* _OBJECTIVE_:
Set down, word for word, the stretch of lines from the one containing "Note: for every instance of the chandelier chain" to the end of the records below.

* _RAW DATA_:
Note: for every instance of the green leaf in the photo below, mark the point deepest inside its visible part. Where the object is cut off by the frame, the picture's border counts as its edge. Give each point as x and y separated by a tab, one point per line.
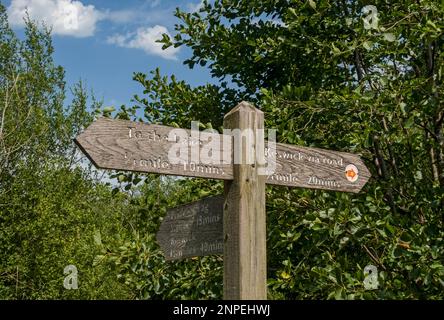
312	4
390	37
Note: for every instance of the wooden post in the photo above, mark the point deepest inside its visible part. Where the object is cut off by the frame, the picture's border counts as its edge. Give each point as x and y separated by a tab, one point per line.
245	271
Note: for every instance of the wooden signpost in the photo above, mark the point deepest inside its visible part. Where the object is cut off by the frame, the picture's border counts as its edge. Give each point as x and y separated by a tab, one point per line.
132	146
196	229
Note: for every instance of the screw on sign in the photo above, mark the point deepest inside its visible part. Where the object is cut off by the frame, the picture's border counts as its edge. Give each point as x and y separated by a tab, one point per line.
126	145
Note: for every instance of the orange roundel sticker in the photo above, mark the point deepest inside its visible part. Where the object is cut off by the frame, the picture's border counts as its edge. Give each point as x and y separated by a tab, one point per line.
351	173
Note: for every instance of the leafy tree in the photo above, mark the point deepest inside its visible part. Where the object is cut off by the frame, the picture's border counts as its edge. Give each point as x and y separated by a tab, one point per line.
51	209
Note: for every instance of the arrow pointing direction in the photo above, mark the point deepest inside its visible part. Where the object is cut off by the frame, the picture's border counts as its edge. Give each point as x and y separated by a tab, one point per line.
194	229
134	146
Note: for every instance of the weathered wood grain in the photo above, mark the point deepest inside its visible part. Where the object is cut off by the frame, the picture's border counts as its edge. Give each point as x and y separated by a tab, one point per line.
245	260
315	168
194	229
133	146
110	145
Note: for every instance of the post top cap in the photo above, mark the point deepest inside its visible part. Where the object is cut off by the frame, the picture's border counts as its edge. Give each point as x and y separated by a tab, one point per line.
243	107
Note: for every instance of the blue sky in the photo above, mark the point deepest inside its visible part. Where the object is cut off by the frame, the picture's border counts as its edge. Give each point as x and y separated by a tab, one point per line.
103	42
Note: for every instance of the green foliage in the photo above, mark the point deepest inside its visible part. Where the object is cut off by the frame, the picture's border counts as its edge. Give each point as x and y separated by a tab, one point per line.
49	207
326	75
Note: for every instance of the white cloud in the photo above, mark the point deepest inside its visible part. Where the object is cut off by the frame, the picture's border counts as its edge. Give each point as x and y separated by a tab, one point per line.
120	16
145	38
66	17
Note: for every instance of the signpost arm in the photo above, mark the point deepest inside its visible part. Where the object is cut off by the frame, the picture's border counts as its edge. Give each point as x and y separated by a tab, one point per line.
245	272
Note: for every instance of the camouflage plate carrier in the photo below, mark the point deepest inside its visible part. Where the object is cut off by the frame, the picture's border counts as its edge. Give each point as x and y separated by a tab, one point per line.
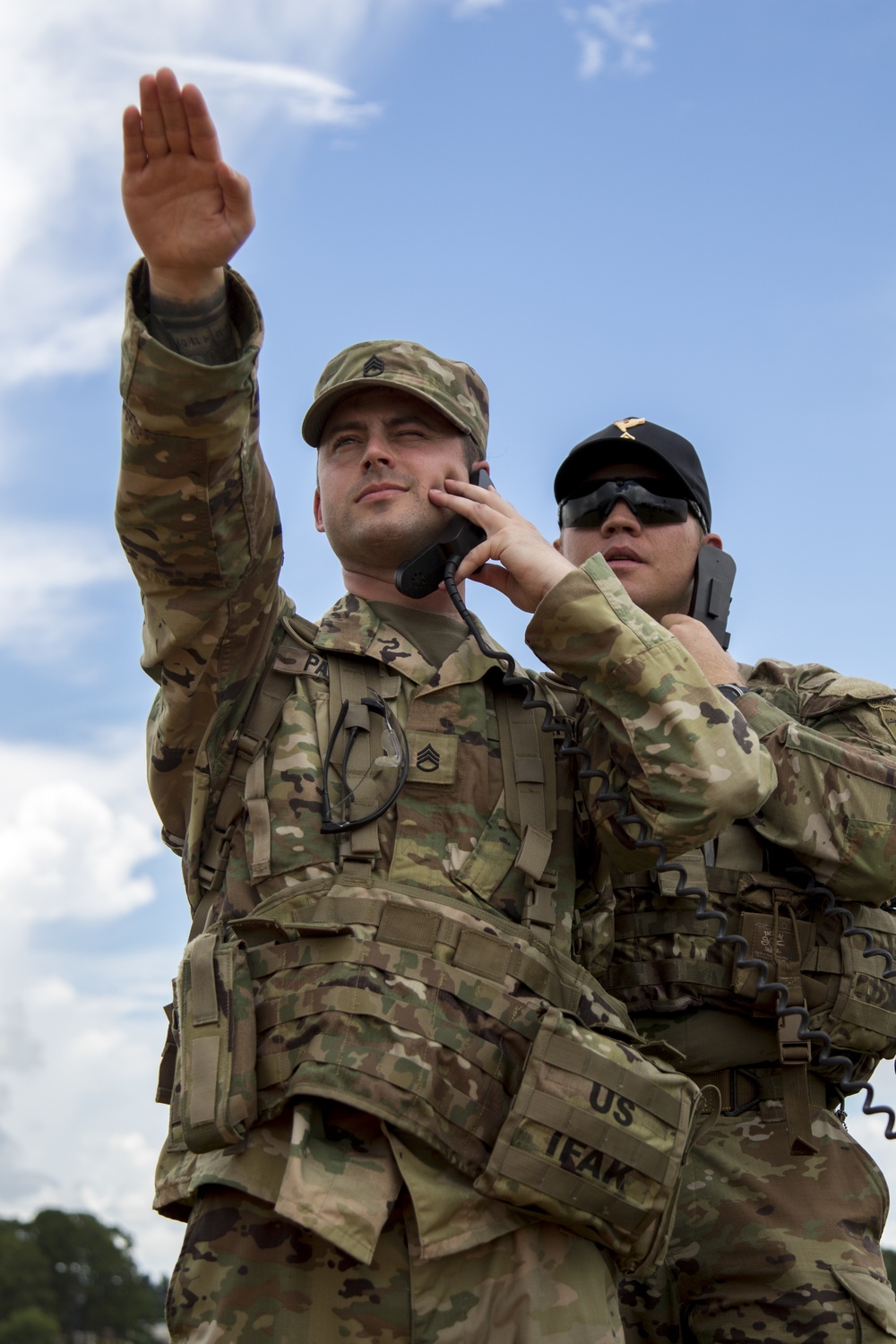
462	1027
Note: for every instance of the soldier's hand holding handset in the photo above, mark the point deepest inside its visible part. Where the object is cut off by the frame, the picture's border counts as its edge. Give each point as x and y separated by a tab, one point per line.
527	566
187	209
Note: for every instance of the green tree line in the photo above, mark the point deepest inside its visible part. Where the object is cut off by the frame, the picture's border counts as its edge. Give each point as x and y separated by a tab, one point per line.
69	1274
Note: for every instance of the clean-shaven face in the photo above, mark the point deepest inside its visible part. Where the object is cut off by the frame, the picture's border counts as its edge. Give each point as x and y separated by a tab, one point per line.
653	562
381	454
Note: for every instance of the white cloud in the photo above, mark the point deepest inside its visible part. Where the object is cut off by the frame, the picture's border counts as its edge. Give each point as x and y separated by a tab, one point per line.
81	1027
74	827
43	572
613	32
466	7
66	73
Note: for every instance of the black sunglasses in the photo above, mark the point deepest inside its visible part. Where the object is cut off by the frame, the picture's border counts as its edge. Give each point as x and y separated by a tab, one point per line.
338	816
648	507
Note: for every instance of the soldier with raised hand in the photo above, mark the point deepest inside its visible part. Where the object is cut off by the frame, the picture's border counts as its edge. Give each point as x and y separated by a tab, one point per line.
780	1222
378	839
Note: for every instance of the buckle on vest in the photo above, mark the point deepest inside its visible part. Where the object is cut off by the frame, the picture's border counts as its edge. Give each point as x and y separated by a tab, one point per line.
211	871
538	913
790	1047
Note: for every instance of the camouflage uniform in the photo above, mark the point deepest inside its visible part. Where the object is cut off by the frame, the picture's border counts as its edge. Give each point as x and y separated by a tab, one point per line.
320	1187
772	1241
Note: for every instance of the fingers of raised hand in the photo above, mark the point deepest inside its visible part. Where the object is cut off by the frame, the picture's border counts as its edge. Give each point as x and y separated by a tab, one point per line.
152	118
203	136
177	120
134	137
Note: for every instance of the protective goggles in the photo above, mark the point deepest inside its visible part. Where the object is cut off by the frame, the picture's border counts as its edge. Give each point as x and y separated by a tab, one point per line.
648	507
378	788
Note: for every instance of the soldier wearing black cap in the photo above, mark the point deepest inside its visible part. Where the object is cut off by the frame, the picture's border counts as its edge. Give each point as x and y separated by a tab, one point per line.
780	1220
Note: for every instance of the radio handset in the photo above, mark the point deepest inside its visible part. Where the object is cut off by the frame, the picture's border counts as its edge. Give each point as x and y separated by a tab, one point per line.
422	574
713	578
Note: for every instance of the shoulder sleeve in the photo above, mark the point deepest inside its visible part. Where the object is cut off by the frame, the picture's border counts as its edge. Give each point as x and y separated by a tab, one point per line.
684	753
198	521
833	741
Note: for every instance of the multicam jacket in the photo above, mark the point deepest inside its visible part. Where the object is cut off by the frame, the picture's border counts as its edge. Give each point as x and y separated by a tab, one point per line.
199	523
833	814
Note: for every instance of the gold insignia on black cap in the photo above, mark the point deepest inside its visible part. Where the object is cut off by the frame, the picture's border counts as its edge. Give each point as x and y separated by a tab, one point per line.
624	426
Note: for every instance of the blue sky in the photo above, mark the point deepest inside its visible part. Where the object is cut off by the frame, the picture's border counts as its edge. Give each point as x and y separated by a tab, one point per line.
673	209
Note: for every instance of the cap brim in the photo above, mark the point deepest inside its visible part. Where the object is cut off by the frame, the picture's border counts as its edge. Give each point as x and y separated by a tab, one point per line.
322	408
595	452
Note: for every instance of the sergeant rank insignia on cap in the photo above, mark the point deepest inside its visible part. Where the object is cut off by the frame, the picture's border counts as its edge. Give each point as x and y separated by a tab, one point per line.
626	425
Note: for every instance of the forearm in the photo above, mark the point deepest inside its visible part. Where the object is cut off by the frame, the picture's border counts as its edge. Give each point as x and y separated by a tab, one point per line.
196	508
201	330
684	754
834	806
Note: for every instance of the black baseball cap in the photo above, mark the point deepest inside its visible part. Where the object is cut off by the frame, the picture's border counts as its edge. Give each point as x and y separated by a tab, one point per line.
635	440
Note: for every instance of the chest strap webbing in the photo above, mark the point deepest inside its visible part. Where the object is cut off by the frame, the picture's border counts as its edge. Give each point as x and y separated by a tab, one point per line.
527	758
245	784
349	683
530	804
737	849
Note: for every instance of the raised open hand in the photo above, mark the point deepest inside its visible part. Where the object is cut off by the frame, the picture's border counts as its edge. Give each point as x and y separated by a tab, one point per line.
187	209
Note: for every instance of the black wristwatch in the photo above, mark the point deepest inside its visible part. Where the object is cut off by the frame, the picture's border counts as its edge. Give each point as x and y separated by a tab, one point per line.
732	691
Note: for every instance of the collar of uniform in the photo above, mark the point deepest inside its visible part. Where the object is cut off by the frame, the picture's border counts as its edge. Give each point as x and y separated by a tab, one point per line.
352	626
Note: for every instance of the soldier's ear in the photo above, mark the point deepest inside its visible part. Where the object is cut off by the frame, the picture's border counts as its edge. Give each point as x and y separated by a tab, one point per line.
319	515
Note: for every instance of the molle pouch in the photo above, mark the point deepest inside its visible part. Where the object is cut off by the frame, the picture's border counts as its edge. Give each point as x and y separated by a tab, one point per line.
595	1140
217	1056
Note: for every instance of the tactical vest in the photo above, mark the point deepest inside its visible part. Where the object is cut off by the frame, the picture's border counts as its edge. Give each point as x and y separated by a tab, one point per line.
668	960
452	1021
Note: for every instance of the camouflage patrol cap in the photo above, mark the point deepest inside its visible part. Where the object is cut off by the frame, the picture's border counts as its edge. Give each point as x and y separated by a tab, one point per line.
452	389
635	440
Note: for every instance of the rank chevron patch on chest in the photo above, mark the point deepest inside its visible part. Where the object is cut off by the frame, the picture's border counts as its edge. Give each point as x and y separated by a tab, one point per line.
427	758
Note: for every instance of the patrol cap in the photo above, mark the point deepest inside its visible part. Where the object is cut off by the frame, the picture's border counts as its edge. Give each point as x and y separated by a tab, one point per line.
638	441
450	387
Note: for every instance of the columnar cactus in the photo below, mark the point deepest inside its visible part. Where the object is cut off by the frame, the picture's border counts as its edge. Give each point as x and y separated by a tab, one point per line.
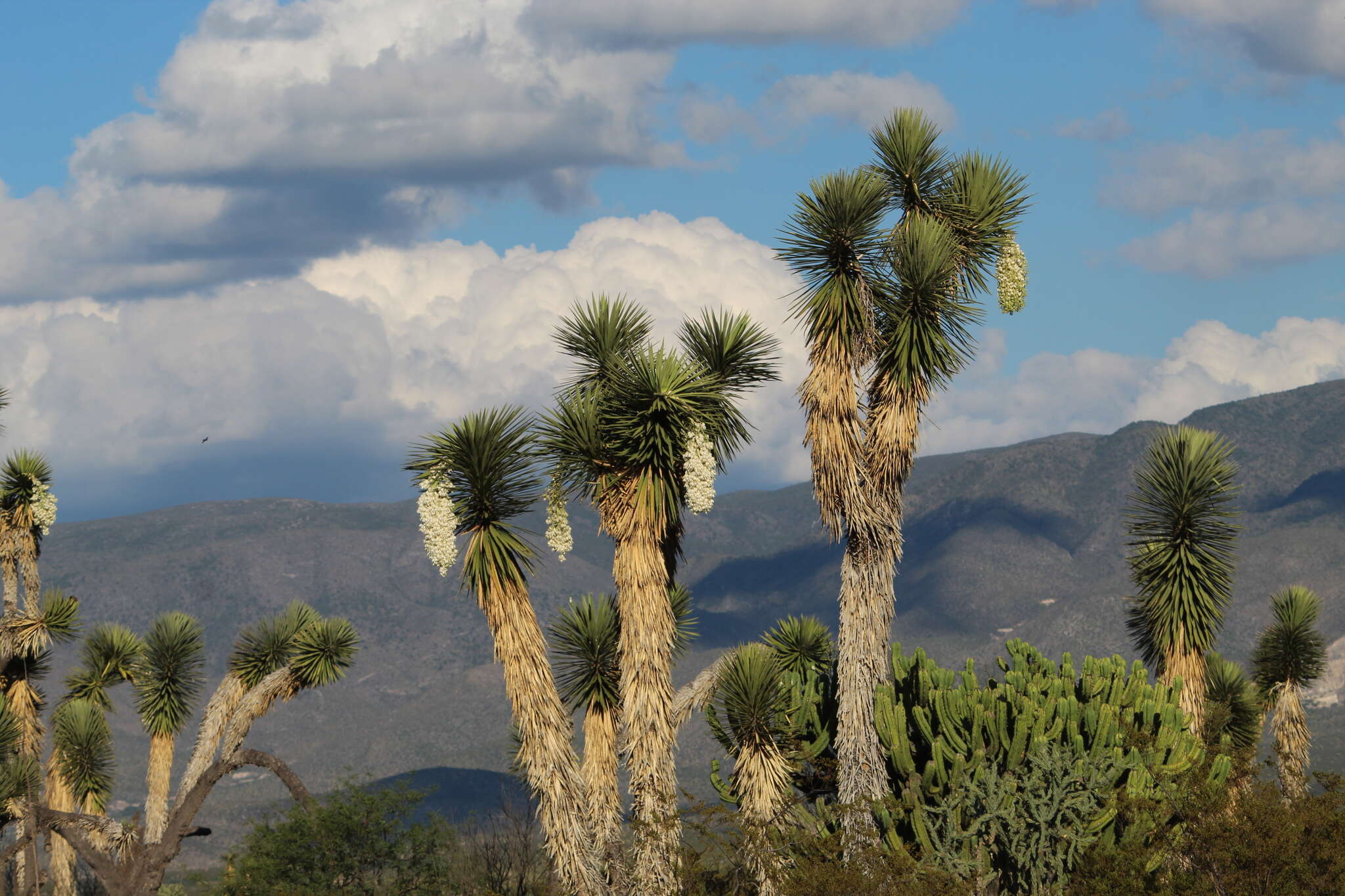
943	731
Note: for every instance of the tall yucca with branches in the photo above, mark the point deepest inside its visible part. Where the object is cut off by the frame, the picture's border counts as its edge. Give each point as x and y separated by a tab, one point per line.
27	511
639	431
81	763
745	715
888	316
79	774
485	465
1290	656
1181	557
29	637
167	680
259	652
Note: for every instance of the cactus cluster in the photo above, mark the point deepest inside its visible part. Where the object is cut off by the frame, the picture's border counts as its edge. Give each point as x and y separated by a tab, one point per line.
946	734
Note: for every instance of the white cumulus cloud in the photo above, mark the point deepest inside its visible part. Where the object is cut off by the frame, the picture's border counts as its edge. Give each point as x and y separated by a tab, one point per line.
287	132
369	350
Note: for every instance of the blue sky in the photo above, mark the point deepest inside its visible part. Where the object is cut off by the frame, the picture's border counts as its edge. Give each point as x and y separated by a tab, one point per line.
318	230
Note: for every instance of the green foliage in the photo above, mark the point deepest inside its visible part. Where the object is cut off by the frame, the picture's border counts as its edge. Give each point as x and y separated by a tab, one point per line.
630	405
584	639
323	651
1235	707
490	457
108	656
20	476
834	244
354	842
167	675
751	700
1259	845
1183	543
84	740
1292	649
268	645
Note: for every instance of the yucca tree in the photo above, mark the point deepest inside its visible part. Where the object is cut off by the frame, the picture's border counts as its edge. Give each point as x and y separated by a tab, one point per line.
127	861
81	763
79	775
1232	704
745	715
887	314
477	476
1181	557
1290	656
29	637
639	430
27	511
319	654
585	639
167	680
259	652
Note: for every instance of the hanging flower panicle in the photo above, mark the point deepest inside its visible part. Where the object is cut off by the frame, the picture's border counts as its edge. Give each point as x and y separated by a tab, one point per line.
558	535
43	508
698	471
1012	270
439	523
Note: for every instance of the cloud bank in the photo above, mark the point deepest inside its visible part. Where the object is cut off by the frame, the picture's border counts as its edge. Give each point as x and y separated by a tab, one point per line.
313	386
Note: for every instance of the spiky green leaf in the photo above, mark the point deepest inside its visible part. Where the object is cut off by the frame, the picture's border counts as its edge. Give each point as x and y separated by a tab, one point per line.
323	651
169	673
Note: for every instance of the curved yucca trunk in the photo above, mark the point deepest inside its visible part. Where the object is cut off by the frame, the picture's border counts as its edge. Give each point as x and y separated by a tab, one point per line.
603	796
62	860
256	703
219	711
649	629
158	782
545	735
1189	666
762	784
1292	740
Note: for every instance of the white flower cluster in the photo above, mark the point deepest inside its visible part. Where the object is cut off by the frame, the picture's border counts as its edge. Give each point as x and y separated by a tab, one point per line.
439	523
45	508
1012	272
698	471
558	535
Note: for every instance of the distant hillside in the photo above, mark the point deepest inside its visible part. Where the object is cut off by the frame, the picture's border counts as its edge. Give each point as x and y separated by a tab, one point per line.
1024	540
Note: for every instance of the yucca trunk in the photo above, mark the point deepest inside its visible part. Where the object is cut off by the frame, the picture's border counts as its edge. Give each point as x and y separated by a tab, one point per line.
256	703
868	598
62	859
10	567
158	781
833	431
32	578
221	708
649	628
602	790
762	781
1189	666
1292	740
545	734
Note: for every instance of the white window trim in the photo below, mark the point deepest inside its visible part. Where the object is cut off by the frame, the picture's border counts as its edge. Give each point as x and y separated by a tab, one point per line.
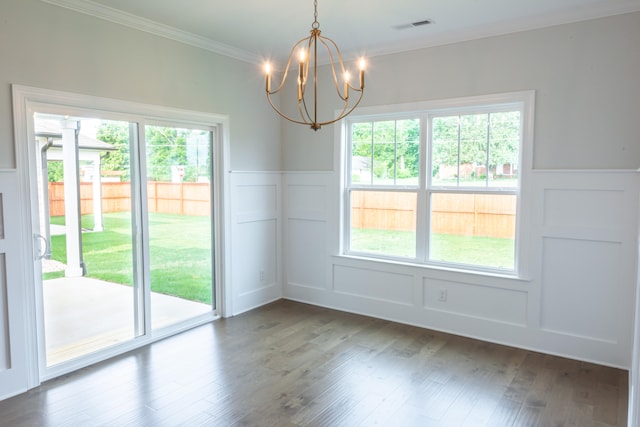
523	99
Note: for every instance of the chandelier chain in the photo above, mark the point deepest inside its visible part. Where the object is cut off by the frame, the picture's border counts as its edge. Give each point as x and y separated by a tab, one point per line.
315	24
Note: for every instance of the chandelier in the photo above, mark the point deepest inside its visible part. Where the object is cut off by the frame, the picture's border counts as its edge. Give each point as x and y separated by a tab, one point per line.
307	50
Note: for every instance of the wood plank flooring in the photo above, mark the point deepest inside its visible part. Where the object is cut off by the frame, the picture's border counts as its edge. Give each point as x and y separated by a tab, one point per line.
291	364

* _EXERCISE SOLUTION_:
Note: for every instance of the chandelier chain in the photo above, mark the point deepest inside its visible part. Where the object is cut off by the frame, the picture's border counts as its edge. Give each point as x and y separated by a tab, one point per line.
315	24
Note: for every instance of the chandelier in the photo above, mark the point deepest inside its visible part. Where the object is cut off by the frame, the picture's border counts as its edge. Give each point as x and y separated by a tab, one point per line.
307	50
Note: for every instance of the wood plank flooring in the photo above, mark the point deepest inside its visible part. Where the object is cut off by the frame, the picture's border counts as its edge. Give each point as x and y separated by a tab, one point per line.
291	364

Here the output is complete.